> [Excerpt]
★ ★ ★ ★ ★

# Explain 2.5D



## trentgarber (Feb 26, 2014)

Good evening,

I have a new CNC router on the way and I have been trying to figure out what kind of CAM software that I need. After reading the thread on software, I am leading toward Vectric software initially or Artcam Express. My issue is, I understand 2D and 3D, but what is 2.5D? I am new to the woodworking scene, understand CNC mechanicals, but I am trying to learn the program end of it.

Thanks in advance for the assistance.


----------



## 4DThinker (Feb 16, 2014)

In VCarve by Vectric 2.5D refers to tool paths that follow a 2D line but can raise or lower along the vector. The Fluting tool path is one example. It lets you pick the flute type (Ramp over complete length, Ramp at start, Ramp at start and end) ramp type (Linear or Smooth), and the starting depth and flute depth you want the bit to dip to.

So you don't need a 3D drawing where vectors all have varying X, Y, and Z values. With a little creative application you can get a little Z (.5D) out of a drawing that is all co-planar (2D) vectors.


----------



## trentgarber (Feb 26, 2014)

Thank you very much. I appreciate the assistance.


----------



## bgriggs (Nov 26, 2008)

3D Shows all sides of an object including undercuts (areas where the cutter must rotate to cut an underside.

2.5D simulates 3D without the undercut surfaces. Like these roses.

Bill


----------



## trentgarber (Feb 26, 2014)

Thank you Bill. The pictures help a lot. Also, I tried to respond to your message but I do not have enough posts to allow me to respond. I am interested in speaking with you about Vectric.


----------



## bgriggs (Nov 26, 2008)

Any time Trent. Reach me via email. I will send you a PM with the address. 

Bill


----------

★ ★ ★ ★ ★

> [Provided material]
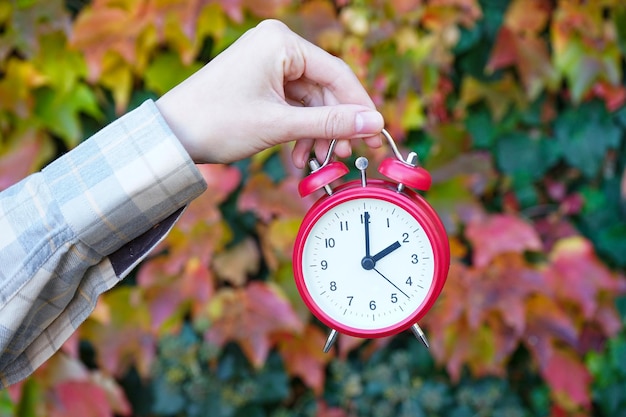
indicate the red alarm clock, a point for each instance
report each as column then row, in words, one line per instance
column 371, row 256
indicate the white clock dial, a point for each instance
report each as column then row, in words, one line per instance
column 368, row 275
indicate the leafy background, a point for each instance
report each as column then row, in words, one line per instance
column 516, row 108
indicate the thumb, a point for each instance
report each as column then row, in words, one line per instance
column 342, row 121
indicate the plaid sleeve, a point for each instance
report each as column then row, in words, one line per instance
column 72, row 231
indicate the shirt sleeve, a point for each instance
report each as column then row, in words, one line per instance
column 75, row 229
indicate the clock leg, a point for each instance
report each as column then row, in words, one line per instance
column 419, row 334
column 331, row 340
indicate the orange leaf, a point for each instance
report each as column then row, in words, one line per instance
column 498, row 234
column 267, row 199
column 235, row 264
column 548, row 325
column 528, row 16
column 304, row 357
column 249, row 316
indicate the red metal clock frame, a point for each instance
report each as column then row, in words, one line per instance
column 408, row 200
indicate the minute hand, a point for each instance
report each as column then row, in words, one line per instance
column 395, row 245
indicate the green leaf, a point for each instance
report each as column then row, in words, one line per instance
column 585, row 134
column 166, row 71
column 60, row 113
column 519, row 154
column 481, row 128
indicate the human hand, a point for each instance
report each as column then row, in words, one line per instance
column 271, row 86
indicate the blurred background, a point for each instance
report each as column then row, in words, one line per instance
column 515, row 107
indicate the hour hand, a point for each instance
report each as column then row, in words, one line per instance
column 395, row 245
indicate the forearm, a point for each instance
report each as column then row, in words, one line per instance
column 72, row 231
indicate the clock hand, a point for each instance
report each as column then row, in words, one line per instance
column 369, row 262
column 380, row 255
column 366, row 220
column 389, row 281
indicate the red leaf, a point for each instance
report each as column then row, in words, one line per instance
column 249, row 316
column 499, row 234
column 80, row 399
column 569, row 379
column 235, row 264
column 125, row 337
column 577, row 275
column 23, row 158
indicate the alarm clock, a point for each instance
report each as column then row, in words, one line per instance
column 371, row 255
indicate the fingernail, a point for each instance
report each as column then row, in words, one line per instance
column 368, row 122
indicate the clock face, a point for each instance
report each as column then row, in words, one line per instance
column 368, row 266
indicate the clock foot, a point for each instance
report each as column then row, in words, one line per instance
column 419, row 334
column 331, row 340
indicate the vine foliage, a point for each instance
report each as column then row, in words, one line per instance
column 516, row 108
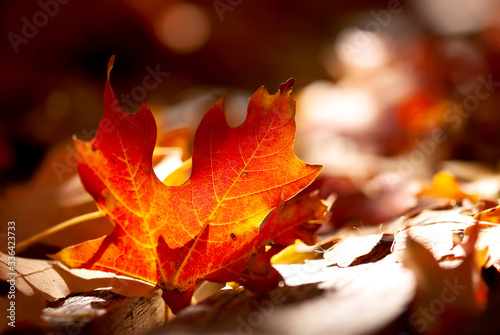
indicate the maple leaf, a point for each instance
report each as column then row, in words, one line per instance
column 206, row 227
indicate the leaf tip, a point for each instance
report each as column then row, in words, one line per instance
column 287, row 86
column 111, row 64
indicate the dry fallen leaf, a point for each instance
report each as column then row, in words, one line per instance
column 446, row 298
column 51, row 280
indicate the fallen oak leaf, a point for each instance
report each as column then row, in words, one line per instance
column 350, row 248
column 445, row 185
column 489, row 240
column 178, row 235
column 491, row 215
column 51, row 280
column 446, row 298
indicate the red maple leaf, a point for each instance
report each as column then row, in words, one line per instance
column 209, row 226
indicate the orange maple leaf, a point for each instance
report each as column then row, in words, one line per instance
column 207, row 227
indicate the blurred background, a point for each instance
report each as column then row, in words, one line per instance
column 386, row 90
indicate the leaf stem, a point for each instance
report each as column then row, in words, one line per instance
column 54, row 229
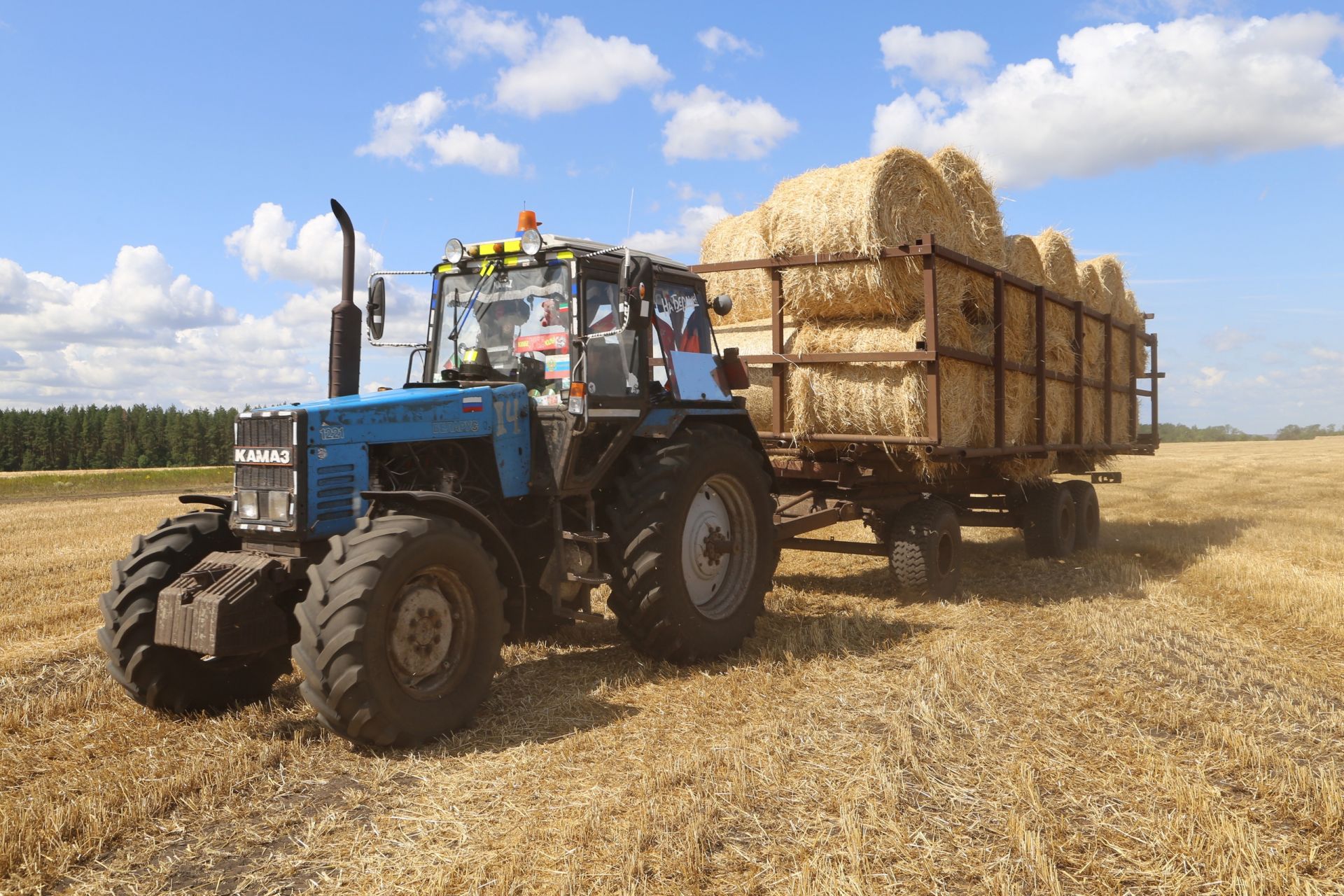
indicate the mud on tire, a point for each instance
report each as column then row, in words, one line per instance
column 164, row 678
column 671, row 512
column 401, row 630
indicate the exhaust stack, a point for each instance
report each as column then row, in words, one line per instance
column 343, row 360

★ ★ ★ ★ ★

> [Task directions] Reproduce the portion of the 2.5D forum thread above that begins with the words "## 4DThinker (Feb" and stops after the words "bit to dip to.", copying it character for character.

> [Result for this task]
## 4DThinker (Feb 16, 2014)

In VCarve by Vectric 2.5D refers to tool paths that follow a 2D line but can raise or lower along the vector. The Fluting tool path is one example. It lets you pick the flute type (Ramp over complete length, Ramp at start, Ramp at start and end) ramp type (Linear or Smooth), and the starting depth and flute depth you want the bit to dip to.